* Start *

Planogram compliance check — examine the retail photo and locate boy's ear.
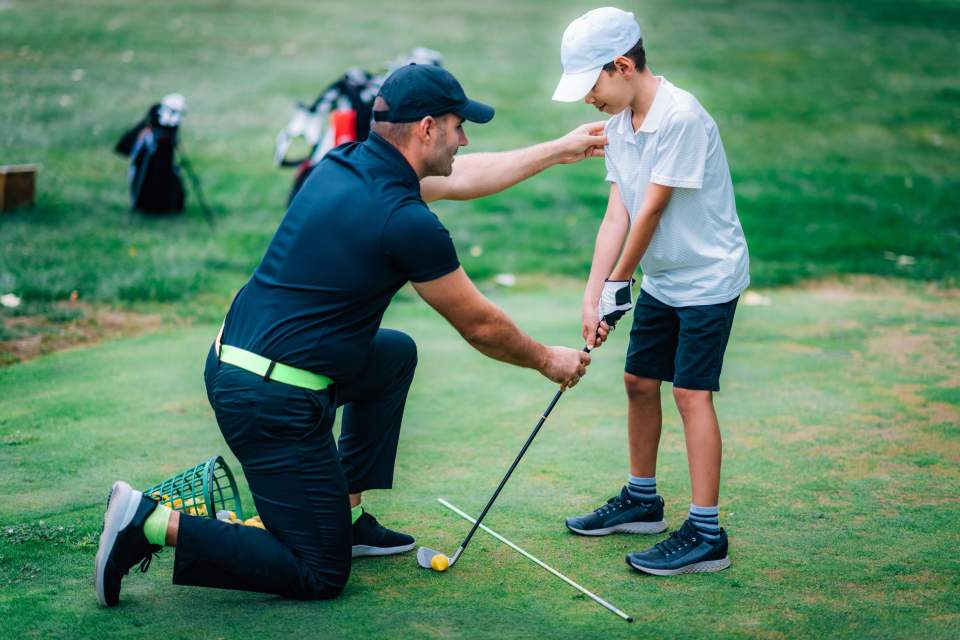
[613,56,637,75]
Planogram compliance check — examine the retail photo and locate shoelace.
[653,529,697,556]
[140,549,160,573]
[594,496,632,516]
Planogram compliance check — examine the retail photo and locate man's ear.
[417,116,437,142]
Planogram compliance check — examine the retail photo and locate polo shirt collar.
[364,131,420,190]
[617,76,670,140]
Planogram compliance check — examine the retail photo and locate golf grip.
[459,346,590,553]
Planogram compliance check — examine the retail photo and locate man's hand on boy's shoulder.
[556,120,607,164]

* End *

• Exercise description:
Reproduce precisely the span of lines that begins at the line containing "and locate shoelace." and ends with the last line of the listing.

• Correct result:
Planogram compliance check — examine the retail photo and locate shoelace.
[653,529,697,556]
[140,549,160,573]
[594,496,632,516]
Planogram compliance check — examine the retail photo and locate man's ear.
[417,116,437,142]
Planogram compliance check — examine the retail photo and locate polo shirt collar.
[364,131,420,190]
[617,76,670,140]
Planogram compliance check — examine the retail photo and locate golf grip.
[459,346,590,553]
Planogram compliance check — examine the retail photo and locate man's hand on boy's shoulder.
[556,120,607,164]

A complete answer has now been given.